WHAT IS EXPECTED:
For each line below that holds the word "floor", make a copy.

INPUT MATERIAL:
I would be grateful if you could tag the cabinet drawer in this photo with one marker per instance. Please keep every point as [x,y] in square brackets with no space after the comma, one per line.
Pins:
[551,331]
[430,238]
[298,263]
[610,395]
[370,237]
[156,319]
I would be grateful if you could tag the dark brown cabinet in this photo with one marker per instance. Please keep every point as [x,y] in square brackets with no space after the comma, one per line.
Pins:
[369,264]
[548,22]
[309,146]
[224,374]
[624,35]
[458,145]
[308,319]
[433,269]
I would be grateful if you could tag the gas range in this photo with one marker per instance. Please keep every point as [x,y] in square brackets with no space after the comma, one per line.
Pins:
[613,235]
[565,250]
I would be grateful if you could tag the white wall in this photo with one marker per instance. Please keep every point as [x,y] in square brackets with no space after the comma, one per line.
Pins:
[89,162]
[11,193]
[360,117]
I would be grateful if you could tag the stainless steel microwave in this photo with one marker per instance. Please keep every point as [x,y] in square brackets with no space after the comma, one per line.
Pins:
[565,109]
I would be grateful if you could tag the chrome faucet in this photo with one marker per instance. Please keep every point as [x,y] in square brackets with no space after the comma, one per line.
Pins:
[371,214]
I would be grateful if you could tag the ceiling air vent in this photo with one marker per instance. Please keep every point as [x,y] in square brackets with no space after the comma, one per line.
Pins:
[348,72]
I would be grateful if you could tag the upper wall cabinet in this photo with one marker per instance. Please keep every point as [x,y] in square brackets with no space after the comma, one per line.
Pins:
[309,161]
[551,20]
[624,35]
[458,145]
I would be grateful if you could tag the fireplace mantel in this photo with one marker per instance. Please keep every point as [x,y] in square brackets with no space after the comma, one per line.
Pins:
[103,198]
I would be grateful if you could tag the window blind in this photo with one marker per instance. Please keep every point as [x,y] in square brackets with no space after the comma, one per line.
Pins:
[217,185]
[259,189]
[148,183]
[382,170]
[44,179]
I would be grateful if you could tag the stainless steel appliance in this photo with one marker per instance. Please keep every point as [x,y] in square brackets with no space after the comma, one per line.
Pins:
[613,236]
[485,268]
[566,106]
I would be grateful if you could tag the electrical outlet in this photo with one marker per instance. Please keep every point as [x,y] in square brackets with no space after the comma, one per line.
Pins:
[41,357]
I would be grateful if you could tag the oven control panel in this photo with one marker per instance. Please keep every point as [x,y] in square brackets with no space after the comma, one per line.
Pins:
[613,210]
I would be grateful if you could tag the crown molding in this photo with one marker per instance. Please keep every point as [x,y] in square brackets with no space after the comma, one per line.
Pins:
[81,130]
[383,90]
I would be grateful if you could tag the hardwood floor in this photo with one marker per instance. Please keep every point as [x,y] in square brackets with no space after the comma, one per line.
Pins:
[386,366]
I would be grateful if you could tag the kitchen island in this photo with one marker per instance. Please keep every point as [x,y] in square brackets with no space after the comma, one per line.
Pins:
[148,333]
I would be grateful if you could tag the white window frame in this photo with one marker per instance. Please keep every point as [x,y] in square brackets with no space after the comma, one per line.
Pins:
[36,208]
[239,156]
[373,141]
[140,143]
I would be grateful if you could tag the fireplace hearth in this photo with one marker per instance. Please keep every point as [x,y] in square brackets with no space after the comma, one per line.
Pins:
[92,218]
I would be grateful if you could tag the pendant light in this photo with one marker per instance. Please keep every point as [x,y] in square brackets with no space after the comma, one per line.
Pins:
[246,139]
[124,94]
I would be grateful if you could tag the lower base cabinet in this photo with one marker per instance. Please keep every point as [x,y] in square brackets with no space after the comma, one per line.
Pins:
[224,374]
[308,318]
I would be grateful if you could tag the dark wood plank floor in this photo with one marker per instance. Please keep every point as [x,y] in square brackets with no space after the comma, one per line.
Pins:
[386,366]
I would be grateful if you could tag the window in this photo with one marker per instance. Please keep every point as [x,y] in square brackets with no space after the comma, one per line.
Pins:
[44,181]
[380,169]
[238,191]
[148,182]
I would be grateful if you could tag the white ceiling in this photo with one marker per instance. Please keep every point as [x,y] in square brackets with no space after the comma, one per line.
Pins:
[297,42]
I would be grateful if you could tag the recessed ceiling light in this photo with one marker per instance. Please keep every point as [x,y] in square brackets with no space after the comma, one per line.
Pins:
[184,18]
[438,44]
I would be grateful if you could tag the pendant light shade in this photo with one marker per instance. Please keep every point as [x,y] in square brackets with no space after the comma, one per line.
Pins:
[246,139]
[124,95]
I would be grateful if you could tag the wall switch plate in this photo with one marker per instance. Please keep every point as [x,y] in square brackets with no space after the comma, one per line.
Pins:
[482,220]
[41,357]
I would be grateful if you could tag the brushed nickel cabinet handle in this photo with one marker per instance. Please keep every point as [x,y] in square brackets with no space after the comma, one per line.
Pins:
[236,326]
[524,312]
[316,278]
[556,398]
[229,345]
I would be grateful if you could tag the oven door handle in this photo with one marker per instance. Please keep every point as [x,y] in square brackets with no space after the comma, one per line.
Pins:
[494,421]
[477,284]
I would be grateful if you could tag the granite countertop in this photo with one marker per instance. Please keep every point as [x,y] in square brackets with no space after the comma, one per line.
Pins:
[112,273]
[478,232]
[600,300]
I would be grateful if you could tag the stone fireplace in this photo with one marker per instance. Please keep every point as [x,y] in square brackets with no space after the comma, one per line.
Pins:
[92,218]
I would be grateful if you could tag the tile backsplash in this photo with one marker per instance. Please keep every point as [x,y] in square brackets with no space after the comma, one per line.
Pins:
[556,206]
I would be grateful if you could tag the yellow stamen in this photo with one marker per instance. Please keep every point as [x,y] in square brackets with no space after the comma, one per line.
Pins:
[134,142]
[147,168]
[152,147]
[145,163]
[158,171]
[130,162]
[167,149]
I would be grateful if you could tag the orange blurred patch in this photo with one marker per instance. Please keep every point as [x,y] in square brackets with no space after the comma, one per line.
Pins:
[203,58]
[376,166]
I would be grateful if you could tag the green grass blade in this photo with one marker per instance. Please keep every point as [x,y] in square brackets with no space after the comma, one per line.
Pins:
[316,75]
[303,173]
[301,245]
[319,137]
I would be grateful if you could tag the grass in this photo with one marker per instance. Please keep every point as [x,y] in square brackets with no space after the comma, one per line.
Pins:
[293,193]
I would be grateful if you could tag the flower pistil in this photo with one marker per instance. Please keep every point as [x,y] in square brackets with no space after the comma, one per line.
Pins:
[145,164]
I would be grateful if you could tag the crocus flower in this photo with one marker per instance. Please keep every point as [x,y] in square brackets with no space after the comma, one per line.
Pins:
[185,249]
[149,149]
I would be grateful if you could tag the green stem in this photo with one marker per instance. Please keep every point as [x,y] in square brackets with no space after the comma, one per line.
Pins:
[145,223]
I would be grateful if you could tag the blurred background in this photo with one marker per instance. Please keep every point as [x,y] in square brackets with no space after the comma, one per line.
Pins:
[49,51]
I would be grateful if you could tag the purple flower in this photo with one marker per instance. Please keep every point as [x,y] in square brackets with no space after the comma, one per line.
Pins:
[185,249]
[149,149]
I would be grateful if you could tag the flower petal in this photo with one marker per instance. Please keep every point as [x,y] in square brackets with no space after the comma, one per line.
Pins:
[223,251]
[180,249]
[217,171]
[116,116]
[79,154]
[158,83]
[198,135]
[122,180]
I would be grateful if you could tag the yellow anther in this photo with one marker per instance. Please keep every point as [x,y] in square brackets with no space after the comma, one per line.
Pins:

WRITTEN SOLUTION:
I would be grateful if you could tag the hardwood floor in this photo with one marker per instance. Please keep every point as [x,y] in square brackets with no space after the comma, one per line.
I would be grateful if you could tag the dark wood plank floor in this photo with one marker per instance. Please keep every point as [x,y] in square brackets with no space after the comma, one per line.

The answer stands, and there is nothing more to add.